[Stored items from a collection]
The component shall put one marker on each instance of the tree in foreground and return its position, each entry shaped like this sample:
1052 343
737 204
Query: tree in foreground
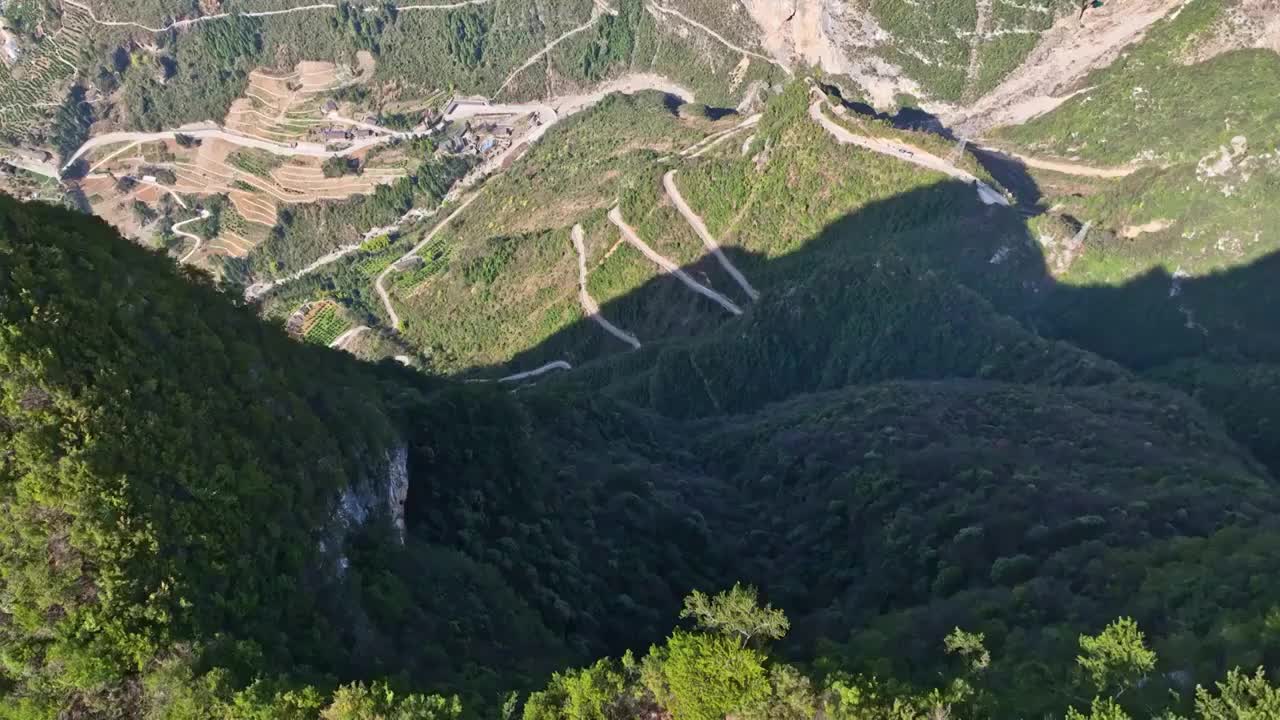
736 613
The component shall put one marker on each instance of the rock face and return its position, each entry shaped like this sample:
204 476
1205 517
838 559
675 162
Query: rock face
397 487
379 495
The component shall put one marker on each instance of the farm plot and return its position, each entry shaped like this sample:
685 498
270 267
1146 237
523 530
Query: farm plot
286 108
35 86
323 323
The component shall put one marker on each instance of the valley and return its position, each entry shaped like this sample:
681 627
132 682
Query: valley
506 358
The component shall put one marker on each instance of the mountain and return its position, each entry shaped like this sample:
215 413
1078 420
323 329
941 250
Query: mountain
684 359
190 488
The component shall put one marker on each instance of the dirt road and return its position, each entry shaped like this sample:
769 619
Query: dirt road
718 37
1065 53
208 130
716 139
584 297
430 236
341 341
257 290
598 10
549 114
695 220
178 24
179 232
544 369
908 153
666 264
1066 167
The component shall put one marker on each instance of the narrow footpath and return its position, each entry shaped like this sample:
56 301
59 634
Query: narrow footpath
584 297
668 182
666 264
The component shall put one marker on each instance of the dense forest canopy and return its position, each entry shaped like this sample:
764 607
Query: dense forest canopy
195 525
883 449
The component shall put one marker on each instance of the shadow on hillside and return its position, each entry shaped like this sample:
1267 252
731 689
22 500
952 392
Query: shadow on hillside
928 285
960 270
1008 171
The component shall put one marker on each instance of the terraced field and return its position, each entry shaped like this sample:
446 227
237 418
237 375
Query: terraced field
33 87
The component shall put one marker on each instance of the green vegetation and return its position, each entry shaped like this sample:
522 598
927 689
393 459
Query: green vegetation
465 35
307 232
72 123
931 32
878 449
339 167
195 78
1208 178
255 162
327 326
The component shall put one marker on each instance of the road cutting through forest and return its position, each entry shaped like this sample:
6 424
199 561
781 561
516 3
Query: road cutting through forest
191 22
695 220
667 265
179 232
584 297
908 153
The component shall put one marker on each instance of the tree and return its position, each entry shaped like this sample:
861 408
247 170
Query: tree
338 167
1118 657
379 702
736 613
577 695
1240 697
1101 709
702 677
970 647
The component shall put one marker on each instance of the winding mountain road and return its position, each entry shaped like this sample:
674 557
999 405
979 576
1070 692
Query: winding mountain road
908 153
1066 167
256 290
718 37
382 277
666 264
177 229
190 22
584 297
208 130
534 373
695 220
341 341
598 10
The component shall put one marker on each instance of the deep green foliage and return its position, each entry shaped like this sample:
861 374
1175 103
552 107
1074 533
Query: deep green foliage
1118 657
736 614
466 32
196 78
72 122
699 677
311 231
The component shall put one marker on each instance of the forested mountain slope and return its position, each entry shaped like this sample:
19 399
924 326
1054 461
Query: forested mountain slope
160 524
950 327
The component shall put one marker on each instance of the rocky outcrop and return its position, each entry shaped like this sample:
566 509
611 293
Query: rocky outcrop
379 495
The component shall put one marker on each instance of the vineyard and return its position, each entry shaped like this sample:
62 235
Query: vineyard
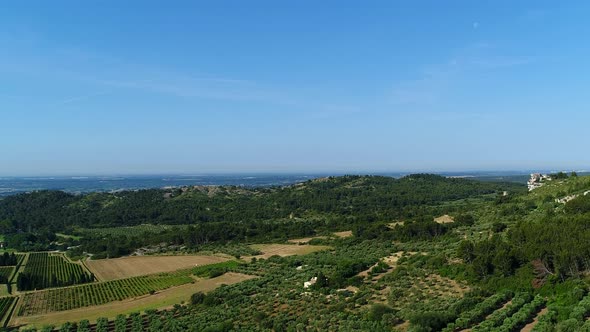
5 272
499 312
124 231
44 270
38 303
5 304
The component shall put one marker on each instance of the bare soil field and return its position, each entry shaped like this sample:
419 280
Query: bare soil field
305 240
286 249
160 300
125 267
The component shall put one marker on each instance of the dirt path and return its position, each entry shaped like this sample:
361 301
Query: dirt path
529 327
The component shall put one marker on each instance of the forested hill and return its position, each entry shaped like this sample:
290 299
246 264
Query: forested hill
360 197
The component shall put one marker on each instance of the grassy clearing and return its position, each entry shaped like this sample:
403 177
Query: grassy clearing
283 250
119 268
160 300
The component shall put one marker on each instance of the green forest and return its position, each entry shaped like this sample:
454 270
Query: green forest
427 253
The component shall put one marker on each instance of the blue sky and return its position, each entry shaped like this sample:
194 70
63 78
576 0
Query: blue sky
103 87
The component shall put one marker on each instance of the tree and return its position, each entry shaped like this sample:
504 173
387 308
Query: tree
466 251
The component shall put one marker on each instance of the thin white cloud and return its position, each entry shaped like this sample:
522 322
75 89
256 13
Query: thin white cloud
82 98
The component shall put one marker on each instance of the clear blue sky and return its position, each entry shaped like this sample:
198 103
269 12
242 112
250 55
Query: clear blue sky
98 87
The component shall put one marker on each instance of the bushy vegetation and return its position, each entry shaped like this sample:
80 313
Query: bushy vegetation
506 256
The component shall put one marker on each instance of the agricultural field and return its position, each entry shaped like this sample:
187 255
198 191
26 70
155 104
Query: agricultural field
124 231
163 299
45 270
126 267
5 273
283 250
68 298
5 304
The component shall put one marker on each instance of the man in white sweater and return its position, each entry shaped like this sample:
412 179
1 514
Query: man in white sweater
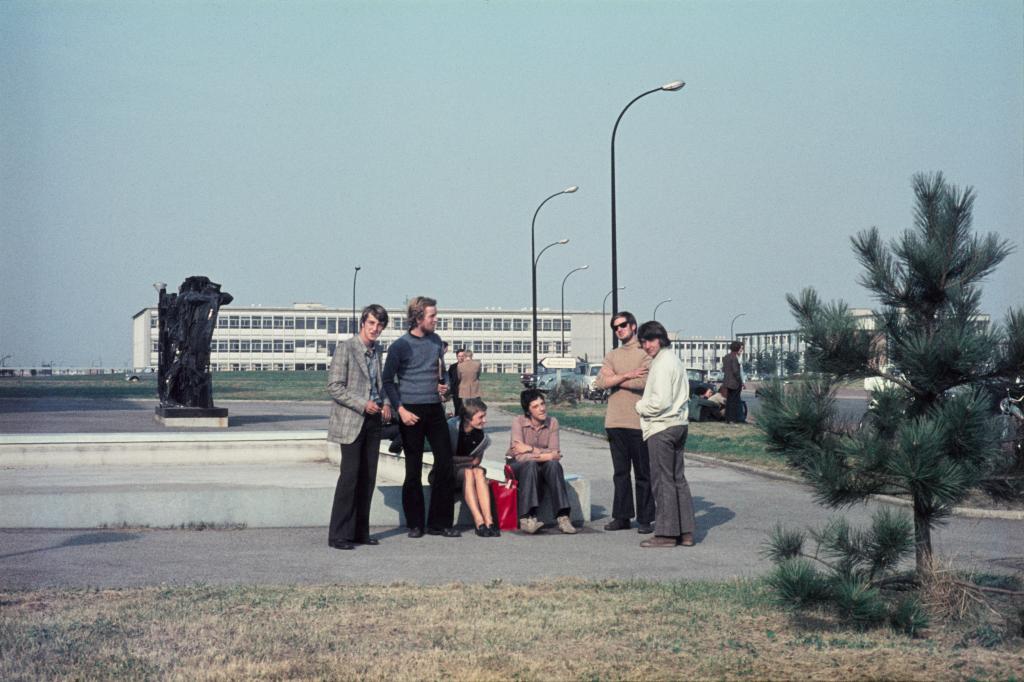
664 421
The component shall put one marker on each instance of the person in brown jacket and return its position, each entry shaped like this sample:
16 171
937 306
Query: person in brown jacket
624 373
469 376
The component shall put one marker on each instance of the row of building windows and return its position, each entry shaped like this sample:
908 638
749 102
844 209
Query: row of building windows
324 346
348 325
496 368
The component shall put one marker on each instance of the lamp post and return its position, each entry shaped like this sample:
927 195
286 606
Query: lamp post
536 261
534 258
668 87
604 333
732 338
582 267
161 332
354 275
654 316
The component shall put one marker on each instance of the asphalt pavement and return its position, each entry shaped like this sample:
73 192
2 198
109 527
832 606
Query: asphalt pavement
734 512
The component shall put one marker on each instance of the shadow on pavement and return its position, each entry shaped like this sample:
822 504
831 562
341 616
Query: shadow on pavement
78 541
710 515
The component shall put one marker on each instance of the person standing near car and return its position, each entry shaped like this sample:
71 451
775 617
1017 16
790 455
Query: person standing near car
358 412
733 383
469 376
624 374
664 413
416 382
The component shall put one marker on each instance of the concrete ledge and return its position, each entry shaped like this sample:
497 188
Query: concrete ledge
83 450
257 479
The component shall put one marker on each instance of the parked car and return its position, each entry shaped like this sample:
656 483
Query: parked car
698 382
578 382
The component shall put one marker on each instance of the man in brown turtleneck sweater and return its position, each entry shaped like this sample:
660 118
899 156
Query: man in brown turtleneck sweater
624 373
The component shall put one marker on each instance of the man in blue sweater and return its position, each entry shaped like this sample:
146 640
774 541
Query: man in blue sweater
415 382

[Instructions to follow] For this task, write out exactly the lines of the entries above, starting at the line with "of the valley" and ending at the line with "of the winding", both included, and no others.

[Solution to this exercise]
The component shall put one marker on each instance of the valley and return its position, each entry shaped like this sample:
681 627
132 682
Query: valley
506 358
The component shall put one marker on each instance of the mountain and return its position, each entry shaped like this sample:
215 413
1078 420
323 329
941 250
Query: mountain
684 359
190 488
The component shall put one marker on each instance of the dirt road and return its position, each entry shaped like this sample:
769 619
Query: dirt road
718 37
1065 53
208 130
716 139
584 297
430 236
341 341
257 290
598 10
549 114
695 220
178 24
179 232
544 369
908 153
666 264
1066 167
The component shall put one marker on each instance of the narrow footpath and return its position, each entry shaped like this sample:
56 301
59 634
Query: narrow footpath
584 297
668 182
666 264
The component shall put one marker on each instance of the dense forest canopy and return its position, each entry shaped like this sample:
764 607
Query: dense forest canopy
195 525
883 449
The component shall put one marker on each instance of the shadow on hillside and return its position, each entry shaped like this sample:
1267 252
731 689
22 500
952 392
Query: shadow on hillside
928 285
960 270
1008 171
The component shall put one marker on each instance of the terraced field and return its position, each entry shaped like this sample:
446 227
237 418
237 375
Query: terraced field
33 87
The component shall put one marker on each instance of the green vegetation and return its position, each entry shaped like this sample:
522 598
927 689
393 459
Query: green vegetation
465 35
307 232
72 123
931 32
878 449
339 167
195 78
1208 178
255 162
327 326
The component shall put one marker on each instance of the road cutting through forest and return its position, each entry shaped like this sample:
6 424
199 561
781 561
516 3
Query: road cutting through forest
191 22
695 220
667 265
179 232
584 297
908 153
The component shall put one marker on each instance of the tree and return its position, each entry shaped like this sample:
861 408
247 170
Query: tree
338 167
1118 657
379 702
736 613
577 695
1240 697
1101 709
702 677
970 647
The component shall put one marker on each instance of the winding mountain road and return its position, each entry shaped like this sample:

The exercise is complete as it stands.